Task brief:
Transcribe word for word the lines spanning the line with "Test: the pointer" through the end of the records.

-.-.-

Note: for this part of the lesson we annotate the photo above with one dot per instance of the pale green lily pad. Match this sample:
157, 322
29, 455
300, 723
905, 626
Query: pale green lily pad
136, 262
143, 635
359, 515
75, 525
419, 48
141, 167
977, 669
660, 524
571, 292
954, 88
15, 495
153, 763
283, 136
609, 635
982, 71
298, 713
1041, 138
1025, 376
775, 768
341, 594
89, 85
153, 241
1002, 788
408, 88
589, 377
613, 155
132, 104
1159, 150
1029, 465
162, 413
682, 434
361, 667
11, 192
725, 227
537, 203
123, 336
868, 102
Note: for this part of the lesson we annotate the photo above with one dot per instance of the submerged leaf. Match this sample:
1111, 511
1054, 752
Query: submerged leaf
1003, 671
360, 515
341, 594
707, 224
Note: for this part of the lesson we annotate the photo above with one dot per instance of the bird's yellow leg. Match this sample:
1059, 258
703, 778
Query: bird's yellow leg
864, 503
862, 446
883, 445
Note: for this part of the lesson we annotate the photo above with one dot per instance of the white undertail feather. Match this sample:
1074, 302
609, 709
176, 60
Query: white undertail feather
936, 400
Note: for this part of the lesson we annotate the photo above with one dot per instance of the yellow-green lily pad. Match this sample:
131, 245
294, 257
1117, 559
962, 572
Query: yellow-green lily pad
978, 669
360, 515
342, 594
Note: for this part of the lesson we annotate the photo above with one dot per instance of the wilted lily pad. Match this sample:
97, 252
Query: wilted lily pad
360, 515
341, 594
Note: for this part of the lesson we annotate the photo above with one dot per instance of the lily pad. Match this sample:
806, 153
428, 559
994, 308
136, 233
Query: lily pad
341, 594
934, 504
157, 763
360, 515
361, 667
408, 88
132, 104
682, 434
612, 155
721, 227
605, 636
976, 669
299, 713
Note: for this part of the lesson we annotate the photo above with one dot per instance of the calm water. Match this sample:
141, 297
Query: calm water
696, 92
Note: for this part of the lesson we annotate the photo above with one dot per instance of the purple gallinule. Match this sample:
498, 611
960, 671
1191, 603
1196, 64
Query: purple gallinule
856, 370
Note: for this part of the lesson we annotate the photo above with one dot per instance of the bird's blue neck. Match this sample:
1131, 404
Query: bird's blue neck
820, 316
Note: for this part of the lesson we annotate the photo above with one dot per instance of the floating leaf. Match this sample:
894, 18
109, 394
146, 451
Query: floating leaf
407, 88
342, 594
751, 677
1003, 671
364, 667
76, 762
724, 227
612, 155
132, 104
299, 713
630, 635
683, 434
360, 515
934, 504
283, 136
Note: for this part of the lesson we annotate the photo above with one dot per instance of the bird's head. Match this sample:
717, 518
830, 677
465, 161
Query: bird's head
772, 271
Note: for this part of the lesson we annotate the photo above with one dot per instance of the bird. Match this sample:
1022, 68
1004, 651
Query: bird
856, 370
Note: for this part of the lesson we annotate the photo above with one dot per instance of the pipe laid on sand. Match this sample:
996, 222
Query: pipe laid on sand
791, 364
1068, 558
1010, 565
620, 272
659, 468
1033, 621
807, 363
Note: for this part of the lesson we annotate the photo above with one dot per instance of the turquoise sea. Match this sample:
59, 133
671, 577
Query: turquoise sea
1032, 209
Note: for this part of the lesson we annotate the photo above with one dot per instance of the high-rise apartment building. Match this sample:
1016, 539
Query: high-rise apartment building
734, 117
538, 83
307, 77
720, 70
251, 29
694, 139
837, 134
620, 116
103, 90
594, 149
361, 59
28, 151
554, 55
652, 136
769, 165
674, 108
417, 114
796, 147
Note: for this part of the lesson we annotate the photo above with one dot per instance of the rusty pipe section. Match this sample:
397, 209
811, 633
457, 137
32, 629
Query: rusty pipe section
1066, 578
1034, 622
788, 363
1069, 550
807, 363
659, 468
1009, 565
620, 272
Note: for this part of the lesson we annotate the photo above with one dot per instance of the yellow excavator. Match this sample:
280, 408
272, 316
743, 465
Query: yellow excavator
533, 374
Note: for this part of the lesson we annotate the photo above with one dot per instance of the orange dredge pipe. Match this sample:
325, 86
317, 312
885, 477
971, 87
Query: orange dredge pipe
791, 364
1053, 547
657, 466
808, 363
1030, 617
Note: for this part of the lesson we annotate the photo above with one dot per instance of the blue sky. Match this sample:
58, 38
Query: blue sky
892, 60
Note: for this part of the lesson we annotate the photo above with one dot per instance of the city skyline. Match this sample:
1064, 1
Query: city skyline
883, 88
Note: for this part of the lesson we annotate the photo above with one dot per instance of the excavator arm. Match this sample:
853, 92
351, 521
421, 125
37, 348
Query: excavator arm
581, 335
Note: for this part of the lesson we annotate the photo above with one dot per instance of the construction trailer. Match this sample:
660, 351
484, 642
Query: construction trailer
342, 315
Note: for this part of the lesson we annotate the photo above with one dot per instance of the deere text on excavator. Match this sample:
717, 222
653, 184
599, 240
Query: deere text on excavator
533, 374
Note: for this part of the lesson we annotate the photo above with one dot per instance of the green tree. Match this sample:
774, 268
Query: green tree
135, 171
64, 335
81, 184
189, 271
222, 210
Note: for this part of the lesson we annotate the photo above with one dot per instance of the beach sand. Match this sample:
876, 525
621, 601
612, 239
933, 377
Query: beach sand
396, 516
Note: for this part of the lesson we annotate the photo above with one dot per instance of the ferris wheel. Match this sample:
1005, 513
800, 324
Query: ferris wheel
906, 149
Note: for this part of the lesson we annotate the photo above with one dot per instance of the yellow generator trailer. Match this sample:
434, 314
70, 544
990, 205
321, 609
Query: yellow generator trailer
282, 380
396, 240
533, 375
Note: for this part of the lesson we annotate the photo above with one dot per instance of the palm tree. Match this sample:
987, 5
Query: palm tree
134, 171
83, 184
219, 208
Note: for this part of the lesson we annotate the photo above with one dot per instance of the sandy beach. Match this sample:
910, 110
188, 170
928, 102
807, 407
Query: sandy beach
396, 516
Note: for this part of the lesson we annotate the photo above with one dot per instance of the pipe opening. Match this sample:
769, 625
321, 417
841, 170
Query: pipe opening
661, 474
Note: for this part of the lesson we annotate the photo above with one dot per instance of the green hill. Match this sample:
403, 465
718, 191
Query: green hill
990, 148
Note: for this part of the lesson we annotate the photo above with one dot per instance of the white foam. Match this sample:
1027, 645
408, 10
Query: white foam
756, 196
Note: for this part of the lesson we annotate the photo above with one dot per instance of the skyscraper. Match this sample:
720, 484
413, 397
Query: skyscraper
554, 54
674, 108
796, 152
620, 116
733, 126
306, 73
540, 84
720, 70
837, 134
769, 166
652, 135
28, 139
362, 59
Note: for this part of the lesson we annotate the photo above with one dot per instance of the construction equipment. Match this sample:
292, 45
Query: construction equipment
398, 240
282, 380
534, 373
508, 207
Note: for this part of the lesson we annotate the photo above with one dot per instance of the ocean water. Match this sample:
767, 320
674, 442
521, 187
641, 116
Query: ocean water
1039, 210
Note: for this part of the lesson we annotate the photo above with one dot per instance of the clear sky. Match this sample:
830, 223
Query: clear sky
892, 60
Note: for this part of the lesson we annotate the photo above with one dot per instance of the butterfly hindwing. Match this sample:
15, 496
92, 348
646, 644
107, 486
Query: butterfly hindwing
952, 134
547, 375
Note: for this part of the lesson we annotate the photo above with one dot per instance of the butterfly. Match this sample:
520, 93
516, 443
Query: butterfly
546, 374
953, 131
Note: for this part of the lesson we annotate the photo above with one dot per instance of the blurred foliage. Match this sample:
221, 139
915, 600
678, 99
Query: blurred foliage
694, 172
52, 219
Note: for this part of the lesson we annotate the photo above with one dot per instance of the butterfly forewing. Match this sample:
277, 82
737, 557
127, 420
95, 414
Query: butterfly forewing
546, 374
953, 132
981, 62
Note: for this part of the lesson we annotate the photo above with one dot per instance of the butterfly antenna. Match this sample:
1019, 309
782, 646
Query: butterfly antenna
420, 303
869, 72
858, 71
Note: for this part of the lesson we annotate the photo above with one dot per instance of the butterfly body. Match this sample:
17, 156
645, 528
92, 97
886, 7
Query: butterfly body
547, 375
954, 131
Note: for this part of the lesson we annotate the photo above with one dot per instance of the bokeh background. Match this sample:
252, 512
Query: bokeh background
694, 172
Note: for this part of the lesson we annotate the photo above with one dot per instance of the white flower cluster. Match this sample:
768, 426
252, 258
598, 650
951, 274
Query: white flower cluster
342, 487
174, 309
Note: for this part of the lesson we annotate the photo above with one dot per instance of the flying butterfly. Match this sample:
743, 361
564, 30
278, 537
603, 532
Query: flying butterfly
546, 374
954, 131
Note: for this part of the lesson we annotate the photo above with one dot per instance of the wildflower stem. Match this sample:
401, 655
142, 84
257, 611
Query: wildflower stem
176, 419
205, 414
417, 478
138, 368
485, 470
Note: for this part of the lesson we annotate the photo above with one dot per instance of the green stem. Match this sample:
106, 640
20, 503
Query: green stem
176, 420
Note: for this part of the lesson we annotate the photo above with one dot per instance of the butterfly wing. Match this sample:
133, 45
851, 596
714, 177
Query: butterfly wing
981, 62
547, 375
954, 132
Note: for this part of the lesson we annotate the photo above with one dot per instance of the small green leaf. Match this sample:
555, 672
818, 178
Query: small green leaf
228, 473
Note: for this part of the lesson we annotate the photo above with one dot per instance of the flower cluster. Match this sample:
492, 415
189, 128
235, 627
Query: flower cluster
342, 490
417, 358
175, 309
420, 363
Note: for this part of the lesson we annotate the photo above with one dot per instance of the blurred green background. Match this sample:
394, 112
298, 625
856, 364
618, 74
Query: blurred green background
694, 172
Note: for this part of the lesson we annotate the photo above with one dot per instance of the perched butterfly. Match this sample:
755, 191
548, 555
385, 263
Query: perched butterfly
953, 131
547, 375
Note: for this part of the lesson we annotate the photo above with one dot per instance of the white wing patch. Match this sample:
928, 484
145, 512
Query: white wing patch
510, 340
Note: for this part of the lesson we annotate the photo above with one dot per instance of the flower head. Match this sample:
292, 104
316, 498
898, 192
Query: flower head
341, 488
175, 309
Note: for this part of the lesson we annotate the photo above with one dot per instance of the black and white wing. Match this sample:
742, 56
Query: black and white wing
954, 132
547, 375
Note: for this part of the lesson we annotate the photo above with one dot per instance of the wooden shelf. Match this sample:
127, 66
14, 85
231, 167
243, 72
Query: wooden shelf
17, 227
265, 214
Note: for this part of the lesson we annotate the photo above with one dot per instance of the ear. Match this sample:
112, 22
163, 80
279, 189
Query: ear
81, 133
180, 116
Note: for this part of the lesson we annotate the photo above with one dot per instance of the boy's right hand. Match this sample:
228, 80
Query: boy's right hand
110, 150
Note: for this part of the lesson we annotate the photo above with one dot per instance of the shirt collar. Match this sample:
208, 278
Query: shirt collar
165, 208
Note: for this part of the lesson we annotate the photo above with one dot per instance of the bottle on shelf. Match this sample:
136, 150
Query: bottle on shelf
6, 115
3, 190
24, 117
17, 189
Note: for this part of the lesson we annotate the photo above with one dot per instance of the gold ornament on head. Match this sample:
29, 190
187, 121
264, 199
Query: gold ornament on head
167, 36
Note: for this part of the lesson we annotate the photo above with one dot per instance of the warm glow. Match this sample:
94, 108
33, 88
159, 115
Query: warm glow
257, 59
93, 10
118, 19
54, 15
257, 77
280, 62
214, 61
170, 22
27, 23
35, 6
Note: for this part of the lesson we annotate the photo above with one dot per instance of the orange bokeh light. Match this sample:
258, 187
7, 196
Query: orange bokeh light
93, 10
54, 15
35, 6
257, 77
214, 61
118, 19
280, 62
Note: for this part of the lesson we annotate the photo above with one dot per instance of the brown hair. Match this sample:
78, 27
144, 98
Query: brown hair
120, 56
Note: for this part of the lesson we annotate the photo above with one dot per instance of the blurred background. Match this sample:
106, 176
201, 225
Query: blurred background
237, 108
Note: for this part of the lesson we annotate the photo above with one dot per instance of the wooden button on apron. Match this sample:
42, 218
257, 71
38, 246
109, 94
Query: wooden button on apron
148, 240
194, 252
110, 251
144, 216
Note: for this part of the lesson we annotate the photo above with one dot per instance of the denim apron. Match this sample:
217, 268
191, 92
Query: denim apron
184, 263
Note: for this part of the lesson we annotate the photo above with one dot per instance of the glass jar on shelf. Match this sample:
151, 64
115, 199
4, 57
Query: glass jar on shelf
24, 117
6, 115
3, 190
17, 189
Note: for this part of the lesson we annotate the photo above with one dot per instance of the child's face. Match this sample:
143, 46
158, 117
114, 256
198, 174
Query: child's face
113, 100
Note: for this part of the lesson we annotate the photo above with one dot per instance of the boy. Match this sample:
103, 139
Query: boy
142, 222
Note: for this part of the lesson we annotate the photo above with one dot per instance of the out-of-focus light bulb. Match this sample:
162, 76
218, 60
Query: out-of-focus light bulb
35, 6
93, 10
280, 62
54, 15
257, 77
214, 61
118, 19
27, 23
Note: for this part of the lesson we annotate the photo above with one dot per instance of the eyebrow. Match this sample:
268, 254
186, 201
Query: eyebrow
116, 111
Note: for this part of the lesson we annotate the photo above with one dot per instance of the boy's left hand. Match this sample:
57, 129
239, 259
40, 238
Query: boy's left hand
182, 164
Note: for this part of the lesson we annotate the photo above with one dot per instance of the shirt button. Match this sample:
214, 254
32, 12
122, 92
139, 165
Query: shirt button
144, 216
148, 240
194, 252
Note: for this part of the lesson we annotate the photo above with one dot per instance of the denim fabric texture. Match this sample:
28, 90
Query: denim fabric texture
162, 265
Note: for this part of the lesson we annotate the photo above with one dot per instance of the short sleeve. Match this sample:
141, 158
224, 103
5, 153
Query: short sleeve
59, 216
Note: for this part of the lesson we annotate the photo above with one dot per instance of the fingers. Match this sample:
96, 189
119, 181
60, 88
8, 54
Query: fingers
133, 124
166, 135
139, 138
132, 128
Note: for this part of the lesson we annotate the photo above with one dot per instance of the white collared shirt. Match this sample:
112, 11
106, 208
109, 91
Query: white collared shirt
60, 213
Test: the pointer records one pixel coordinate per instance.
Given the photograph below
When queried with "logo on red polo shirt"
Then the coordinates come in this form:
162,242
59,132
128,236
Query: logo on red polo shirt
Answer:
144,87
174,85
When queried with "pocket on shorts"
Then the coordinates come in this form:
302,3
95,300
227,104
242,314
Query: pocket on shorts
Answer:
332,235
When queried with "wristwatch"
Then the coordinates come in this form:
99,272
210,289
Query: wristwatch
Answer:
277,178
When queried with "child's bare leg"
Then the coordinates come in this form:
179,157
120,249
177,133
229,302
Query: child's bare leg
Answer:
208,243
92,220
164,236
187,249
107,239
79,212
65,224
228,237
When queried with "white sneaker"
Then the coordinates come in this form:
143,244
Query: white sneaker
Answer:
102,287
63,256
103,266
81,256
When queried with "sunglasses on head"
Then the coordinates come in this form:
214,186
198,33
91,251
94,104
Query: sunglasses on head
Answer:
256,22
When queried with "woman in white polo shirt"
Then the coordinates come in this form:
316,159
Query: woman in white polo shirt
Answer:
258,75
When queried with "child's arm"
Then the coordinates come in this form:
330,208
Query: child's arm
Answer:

-.-.-

Result below:
Test: the pointer records one pixel coordinate per instance.
Given the photograph below
When queried with "logo on red polo shirt"
Then the coordinates come in this form:
162,242
59,132
128,236
Query: logo on red polo shirt
Answer:
144,87
174,85
When queried with "pocket on shorts"
Then the coordinates come in this form:
302,3
95,300
227,104
242,314
Query: pocket on shorts
Answer:
332,235
When queried with "wristwatch"
Then the coordinates come in this form:
99,272
210,289
Query: wristwatch
Answer:
277,178
When queried with "child's bare leg"
Then the coordinates come in this form:
179,157
120,249
177,133
229,302
Query: child's bare leg
Answer:
208,243
92,220
164,236
187,249
107,239
79,212
65,224
228,237
When queried with "white sneaker"
Then the coordinates come in this form:
143,244
Query: white sneaker
Answer:
102,287
63,256
103,266
81,256
When queried with "sunglasses on head"
Then the coordinates come in this form:
214,186
198,33
91,251
94,104
Query: sunglasses on head
Answer:
256,22
When queried with "woman in white polo shirt"
Then the coordinates come in this form:
316,159
Query: woman in white polo shirt
Answer:
258,75
When queried with "child's arm"
Then the coordinates come in this form:
330,208
Query: child's arm
Answer:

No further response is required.